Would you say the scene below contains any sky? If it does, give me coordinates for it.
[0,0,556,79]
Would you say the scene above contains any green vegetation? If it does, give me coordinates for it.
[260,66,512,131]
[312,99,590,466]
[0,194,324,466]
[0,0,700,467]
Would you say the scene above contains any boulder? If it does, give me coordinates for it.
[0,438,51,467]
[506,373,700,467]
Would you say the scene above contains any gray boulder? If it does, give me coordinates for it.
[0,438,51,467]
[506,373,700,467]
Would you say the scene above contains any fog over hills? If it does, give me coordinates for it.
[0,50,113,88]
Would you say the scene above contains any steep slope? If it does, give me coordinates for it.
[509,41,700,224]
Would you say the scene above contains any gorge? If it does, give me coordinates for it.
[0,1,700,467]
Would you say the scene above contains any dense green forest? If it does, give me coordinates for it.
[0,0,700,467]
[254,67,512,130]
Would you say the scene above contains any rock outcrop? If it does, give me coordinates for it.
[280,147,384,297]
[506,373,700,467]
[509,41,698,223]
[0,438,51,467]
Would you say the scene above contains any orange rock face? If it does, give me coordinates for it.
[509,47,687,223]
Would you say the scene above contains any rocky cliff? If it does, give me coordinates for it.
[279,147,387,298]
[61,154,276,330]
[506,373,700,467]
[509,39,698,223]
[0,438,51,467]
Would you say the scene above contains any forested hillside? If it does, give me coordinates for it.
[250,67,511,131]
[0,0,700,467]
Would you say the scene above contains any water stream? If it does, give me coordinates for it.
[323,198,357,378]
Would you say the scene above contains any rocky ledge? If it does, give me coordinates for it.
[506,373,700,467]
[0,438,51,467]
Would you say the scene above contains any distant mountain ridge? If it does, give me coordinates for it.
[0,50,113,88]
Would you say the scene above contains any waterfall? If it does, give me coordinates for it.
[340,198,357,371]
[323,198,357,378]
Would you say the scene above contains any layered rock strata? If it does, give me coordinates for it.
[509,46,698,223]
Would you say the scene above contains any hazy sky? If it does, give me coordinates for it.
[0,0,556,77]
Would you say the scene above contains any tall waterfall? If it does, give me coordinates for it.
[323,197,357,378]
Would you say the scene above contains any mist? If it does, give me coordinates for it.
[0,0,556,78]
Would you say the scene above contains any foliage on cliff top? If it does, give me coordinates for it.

==

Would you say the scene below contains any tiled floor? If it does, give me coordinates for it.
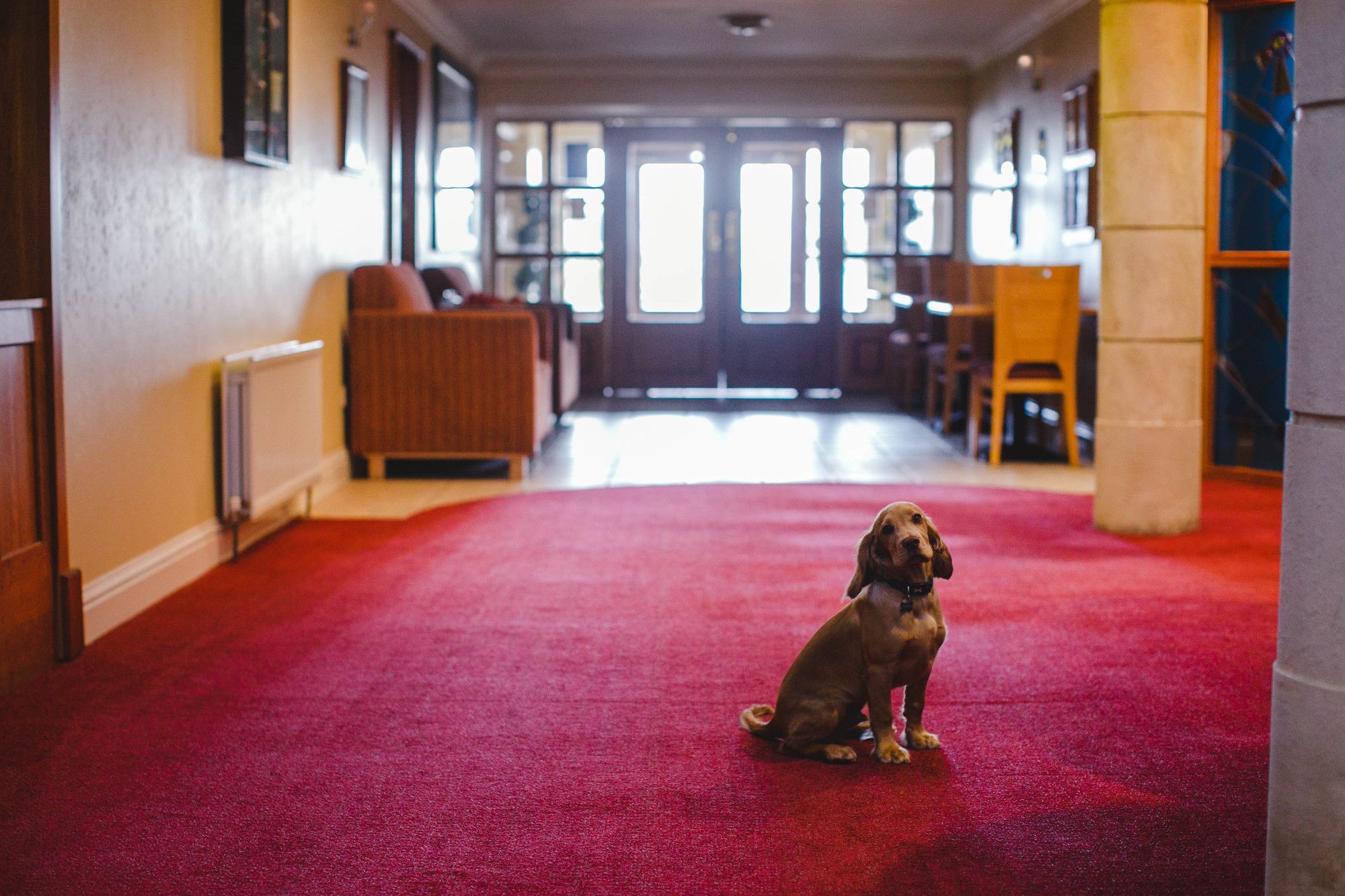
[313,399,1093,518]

■ Short task
Give the lines of the records from the line containing "Would you say the scene above contains any waterfall?" through the line containing "[509,46,698,223]", both included, as a JSON list of strings with one string per line and no blank lines.

■ Result of the exercise
[
  "Would you say the scene above contains any waterfall? If it does, give me coordinates for it.",
  "[340,198,357,371]",
  "[323,198,357,378]",
  "Would you say the scene above contains any layered rock strata? If it does, give me coordinates for it.",
  "[509,46,698,223]"
]